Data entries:

>>>

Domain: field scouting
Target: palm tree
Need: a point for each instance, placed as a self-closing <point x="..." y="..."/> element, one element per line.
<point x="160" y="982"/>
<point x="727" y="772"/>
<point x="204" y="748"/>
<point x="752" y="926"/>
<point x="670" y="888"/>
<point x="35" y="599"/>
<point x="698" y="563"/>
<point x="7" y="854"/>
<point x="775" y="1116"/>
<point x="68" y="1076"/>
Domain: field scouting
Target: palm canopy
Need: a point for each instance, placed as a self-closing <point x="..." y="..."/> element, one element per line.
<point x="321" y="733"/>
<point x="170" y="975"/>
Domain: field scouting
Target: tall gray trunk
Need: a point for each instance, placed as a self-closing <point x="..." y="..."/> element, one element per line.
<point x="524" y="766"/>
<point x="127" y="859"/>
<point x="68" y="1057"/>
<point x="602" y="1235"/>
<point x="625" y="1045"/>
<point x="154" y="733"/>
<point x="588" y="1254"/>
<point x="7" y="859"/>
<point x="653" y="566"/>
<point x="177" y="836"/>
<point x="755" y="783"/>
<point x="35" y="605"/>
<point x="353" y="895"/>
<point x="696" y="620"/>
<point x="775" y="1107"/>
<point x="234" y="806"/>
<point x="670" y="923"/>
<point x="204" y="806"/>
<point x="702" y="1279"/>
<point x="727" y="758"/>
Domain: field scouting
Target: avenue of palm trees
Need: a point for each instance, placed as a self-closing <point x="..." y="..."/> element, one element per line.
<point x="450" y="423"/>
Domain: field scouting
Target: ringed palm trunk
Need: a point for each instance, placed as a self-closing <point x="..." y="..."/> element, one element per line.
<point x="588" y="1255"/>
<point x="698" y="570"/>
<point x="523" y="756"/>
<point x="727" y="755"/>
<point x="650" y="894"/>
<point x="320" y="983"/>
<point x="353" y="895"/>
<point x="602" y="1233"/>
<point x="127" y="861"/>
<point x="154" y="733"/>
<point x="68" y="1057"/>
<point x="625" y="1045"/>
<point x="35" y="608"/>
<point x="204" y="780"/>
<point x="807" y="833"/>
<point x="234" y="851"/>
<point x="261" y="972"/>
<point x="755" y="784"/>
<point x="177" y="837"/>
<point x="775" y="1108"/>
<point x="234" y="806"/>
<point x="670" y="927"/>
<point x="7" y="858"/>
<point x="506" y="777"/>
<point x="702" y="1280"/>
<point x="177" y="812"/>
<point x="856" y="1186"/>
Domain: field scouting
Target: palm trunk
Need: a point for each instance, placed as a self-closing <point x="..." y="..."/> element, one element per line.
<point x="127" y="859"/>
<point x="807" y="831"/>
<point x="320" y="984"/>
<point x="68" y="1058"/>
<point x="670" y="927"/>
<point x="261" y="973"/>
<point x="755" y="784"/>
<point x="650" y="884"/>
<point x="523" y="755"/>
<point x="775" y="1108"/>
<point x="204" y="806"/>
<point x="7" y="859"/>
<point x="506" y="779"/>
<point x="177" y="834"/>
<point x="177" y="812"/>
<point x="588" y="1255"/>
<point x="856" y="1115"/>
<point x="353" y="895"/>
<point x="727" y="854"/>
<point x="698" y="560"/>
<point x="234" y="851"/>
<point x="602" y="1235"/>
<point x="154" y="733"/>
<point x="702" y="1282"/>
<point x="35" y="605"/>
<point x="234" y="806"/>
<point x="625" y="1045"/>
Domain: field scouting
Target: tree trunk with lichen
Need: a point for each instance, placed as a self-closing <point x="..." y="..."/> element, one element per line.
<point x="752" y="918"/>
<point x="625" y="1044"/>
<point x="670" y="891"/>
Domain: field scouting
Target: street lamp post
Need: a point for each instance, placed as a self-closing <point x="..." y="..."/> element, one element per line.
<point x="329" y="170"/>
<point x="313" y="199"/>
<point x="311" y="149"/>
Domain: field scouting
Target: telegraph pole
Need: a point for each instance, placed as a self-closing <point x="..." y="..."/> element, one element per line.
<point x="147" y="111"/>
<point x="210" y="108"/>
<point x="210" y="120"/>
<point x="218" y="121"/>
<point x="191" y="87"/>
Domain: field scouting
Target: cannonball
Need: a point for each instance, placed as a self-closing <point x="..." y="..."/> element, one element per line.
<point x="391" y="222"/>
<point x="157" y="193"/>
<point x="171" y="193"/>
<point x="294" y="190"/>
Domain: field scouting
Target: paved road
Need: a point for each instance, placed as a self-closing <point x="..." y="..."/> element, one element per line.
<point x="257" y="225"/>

<<<
>>>

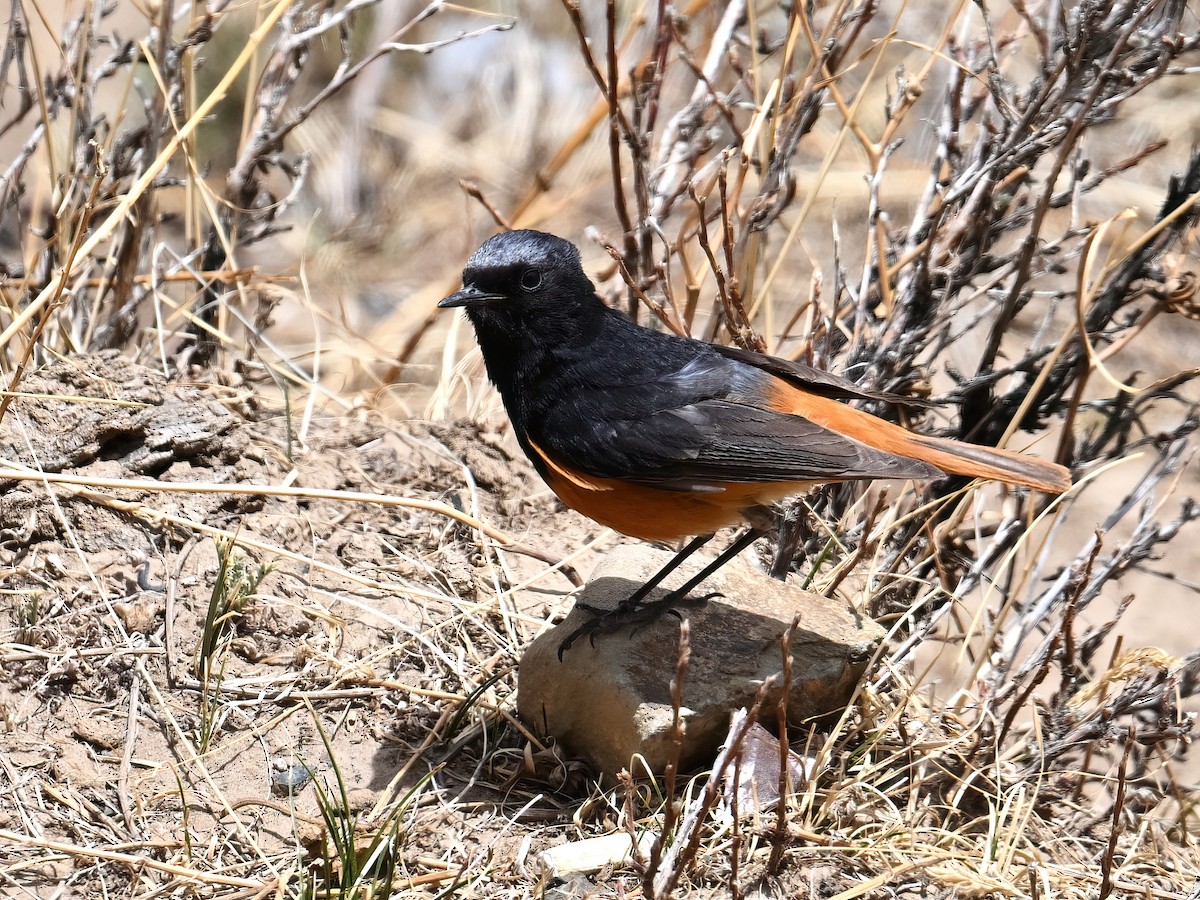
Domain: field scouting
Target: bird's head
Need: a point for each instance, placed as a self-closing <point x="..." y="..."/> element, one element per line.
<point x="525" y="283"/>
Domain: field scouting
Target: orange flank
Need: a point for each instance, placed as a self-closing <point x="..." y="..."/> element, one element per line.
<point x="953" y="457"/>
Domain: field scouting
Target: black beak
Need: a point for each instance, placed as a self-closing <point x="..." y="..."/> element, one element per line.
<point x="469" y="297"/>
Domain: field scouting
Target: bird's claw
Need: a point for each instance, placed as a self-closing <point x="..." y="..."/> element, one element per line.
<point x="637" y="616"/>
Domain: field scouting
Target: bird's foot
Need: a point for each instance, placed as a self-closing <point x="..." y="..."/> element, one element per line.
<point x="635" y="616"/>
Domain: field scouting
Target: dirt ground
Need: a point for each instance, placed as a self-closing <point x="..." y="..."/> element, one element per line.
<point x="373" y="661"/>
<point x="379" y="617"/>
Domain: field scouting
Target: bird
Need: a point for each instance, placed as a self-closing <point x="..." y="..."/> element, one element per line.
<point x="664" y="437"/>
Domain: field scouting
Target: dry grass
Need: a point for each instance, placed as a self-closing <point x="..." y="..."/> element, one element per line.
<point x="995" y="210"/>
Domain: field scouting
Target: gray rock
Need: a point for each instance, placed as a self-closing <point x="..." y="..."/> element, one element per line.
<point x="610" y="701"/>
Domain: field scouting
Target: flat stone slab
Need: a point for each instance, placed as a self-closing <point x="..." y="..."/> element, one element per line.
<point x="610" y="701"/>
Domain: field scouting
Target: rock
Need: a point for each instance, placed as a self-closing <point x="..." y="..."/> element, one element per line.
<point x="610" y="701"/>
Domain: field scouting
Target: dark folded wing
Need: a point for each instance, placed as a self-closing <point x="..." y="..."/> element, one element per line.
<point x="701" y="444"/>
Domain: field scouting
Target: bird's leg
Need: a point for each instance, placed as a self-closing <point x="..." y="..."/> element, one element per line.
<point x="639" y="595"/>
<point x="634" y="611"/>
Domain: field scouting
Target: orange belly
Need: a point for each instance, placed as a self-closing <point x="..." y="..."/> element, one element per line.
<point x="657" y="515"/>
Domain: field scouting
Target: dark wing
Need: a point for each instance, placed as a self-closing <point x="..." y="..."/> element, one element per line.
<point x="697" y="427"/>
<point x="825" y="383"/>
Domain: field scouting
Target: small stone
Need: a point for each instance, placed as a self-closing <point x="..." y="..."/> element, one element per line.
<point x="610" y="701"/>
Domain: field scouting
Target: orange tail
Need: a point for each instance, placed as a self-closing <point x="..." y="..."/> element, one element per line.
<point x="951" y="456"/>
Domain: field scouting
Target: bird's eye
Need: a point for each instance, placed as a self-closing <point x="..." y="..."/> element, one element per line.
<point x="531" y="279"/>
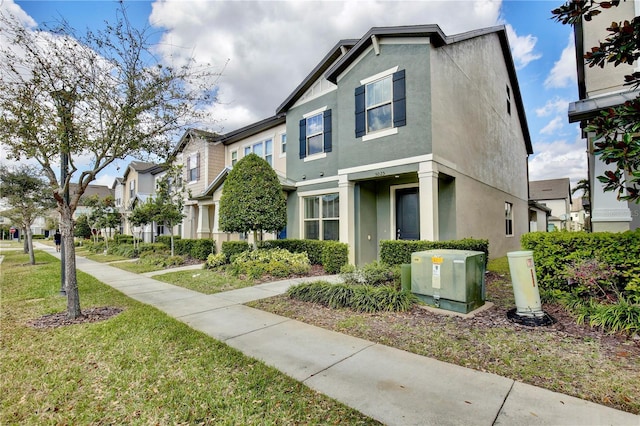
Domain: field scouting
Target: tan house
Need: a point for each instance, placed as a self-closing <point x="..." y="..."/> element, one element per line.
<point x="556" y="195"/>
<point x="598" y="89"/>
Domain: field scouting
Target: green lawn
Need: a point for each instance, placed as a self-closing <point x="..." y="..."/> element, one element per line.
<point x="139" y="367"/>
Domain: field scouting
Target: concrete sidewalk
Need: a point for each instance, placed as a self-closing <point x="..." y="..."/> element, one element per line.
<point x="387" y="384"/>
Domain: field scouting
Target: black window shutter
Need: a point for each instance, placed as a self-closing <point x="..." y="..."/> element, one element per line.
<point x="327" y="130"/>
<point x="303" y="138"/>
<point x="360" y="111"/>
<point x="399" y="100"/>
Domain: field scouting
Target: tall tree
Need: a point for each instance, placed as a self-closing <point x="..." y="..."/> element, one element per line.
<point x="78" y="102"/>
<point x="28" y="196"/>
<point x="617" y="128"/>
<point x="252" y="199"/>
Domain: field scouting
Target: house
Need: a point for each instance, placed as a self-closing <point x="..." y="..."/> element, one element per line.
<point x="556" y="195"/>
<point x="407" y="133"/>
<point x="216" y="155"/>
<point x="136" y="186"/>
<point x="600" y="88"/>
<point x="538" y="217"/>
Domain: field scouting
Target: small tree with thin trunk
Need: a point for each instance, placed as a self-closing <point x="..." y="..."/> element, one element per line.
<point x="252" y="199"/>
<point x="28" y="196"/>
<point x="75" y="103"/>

<<<
>>>

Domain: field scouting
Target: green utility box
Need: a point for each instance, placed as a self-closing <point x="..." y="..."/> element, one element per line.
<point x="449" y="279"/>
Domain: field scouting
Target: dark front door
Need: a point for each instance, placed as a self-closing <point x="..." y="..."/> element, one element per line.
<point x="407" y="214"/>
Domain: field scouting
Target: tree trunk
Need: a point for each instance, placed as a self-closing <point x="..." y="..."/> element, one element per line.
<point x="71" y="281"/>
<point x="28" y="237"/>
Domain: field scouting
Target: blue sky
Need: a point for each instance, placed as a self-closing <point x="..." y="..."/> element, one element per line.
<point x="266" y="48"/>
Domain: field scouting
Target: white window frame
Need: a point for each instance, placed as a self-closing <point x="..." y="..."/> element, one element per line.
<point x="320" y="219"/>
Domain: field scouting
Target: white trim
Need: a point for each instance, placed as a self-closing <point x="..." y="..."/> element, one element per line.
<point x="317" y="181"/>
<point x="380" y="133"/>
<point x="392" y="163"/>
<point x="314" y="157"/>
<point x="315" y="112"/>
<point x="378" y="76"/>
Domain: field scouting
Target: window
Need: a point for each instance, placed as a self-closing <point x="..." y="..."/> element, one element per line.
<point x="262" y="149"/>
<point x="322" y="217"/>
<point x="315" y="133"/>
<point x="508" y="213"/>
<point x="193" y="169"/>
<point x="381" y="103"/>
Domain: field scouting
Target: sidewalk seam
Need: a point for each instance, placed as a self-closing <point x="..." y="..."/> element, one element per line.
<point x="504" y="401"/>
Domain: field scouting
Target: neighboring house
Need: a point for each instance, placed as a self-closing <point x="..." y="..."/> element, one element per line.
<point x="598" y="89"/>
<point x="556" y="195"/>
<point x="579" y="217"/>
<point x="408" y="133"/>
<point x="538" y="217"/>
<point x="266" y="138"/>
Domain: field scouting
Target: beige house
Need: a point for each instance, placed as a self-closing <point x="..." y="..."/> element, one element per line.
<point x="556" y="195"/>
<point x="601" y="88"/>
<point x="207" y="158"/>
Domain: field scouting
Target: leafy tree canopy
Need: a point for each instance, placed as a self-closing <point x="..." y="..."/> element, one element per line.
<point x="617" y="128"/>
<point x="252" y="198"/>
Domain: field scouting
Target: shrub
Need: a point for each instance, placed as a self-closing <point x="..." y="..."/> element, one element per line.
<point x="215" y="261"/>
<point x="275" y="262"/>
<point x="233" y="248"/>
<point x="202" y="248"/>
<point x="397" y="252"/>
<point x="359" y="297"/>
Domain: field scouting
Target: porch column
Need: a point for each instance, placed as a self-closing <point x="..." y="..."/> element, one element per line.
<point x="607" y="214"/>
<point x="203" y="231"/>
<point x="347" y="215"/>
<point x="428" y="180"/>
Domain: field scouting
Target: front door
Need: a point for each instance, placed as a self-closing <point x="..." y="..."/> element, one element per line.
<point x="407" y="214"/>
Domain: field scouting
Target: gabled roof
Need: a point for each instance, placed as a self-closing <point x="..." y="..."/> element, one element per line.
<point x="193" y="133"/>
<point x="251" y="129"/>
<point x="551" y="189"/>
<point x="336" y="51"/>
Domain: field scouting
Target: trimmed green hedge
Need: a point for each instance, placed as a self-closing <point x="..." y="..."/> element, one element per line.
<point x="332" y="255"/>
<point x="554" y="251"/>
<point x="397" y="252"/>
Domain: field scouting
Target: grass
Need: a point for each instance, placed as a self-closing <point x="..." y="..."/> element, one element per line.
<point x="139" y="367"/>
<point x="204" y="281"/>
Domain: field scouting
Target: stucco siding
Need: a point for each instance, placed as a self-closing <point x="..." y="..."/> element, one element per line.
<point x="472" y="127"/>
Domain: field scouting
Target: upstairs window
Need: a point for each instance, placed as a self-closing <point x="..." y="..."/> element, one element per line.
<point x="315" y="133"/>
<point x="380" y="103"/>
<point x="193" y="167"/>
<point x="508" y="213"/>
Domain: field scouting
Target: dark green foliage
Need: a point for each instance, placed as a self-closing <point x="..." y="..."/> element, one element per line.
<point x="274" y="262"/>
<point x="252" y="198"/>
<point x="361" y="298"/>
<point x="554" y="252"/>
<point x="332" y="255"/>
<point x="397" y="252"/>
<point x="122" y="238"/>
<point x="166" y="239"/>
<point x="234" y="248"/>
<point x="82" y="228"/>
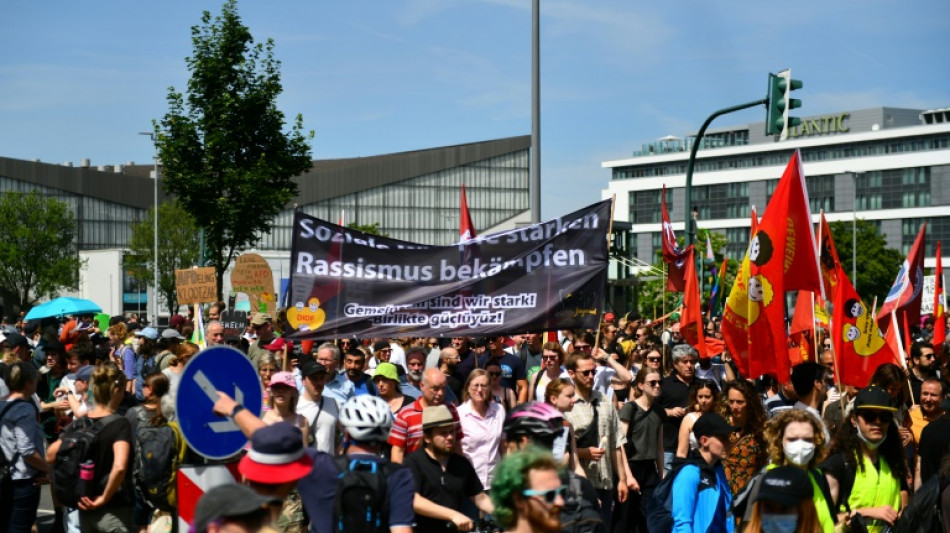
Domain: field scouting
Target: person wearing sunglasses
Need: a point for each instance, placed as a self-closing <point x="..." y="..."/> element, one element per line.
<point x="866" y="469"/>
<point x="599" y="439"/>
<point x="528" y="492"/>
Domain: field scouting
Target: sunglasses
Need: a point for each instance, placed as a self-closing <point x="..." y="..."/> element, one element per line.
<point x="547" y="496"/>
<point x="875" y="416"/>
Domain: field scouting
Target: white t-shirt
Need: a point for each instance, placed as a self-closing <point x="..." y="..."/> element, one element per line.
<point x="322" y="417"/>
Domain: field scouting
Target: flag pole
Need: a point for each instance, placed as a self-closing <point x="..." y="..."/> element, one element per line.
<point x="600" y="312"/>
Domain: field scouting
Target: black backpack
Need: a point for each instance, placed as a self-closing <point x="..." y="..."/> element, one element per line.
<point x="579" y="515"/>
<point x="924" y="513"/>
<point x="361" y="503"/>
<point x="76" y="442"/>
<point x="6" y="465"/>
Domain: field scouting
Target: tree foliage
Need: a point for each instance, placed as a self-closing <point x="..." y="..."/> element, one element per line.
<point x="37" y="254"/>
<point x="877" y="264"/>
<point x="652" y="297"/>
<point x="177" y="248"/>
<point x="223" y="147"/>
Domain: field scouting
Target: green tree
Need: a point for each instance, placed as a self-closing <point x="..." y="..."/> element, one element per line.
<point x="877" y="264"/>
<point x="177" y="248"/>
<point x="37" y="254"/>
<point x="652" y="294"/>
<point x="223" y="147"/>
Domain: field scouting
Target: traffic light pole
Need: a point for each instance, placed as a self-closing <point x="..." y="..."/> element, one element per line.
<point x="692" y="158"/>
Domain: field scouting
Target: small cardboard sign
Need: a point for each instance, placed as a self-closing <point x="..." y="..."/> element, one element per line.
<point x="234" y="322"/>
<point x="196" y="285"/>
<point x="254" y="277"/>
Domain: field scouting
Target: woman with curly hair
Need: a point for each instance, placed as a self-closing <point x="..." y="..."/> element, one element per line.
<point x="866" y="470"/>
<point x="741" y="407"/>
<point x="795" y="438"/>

<<<

Could you restate, word for word, the lines above from the one with "Target: white t-shirt" to the one with "Target: woman with curly hair", both included?

Expected output:
Target: white t-shirt
Need: a point for each instance, placed as a self-closing <point x="..." y="..."/> element, one element per line.
<point x="322" y="417"/>
Domain: field scouting
Target: flag pole
Need: a point for each instance, placed as a self-closing <point x="..." y="..."/> element, one element per line.
<point x="600" y="312"/>
Domain: field scouting
Target: black backpack
Need: a point for each instance, placed as a self-closing <point x="..." y="..."/> element, one element per line.
<point x="579" y="515"/>
<point x="924" y="513"/>
<point x="361" y="503"/>
<point x="76" y="442"/>
<point x="6" y="465"/>
Domain: field scouting
Target: tree foliage
Need: a point for each instance, placed as a self-closing <point x="..." y="..."/> element, one element per line.
<point x="37" y="254"/>
<point x="877" y="264"/>
<point x="652" y="297"/>
<point x="177" y="248"/>
<point x="223" y="147"/>
Domain: field scouting
Target: green tree
Need: a point for each instance, placed as a self-closing <point x="..." y="..."/> element, one element per line.
<point x="877" y="264"/>
<point x="177" y="248"/>
<point x="37" y="254"/>
<point x="652" y="294"/>
<point x="223" y="147"/>
Domain: field scouting
Target: traffic light pole
Need: a point for each instance, placed as a self-closing <point x="..." y="..."/> element, one element per line.
<point x="692" y="158"/>
Domain: field scouting
Target: small cardboard sign
Need: a point for each instance, placed as a self-closing <point x="..." y="..."/> element, one element per line.
<point x="234" y="322"/>
<point x="196" y="285"/>
<point x="254" y="277"/>
Domain: field scouting
Target: woman with curly hair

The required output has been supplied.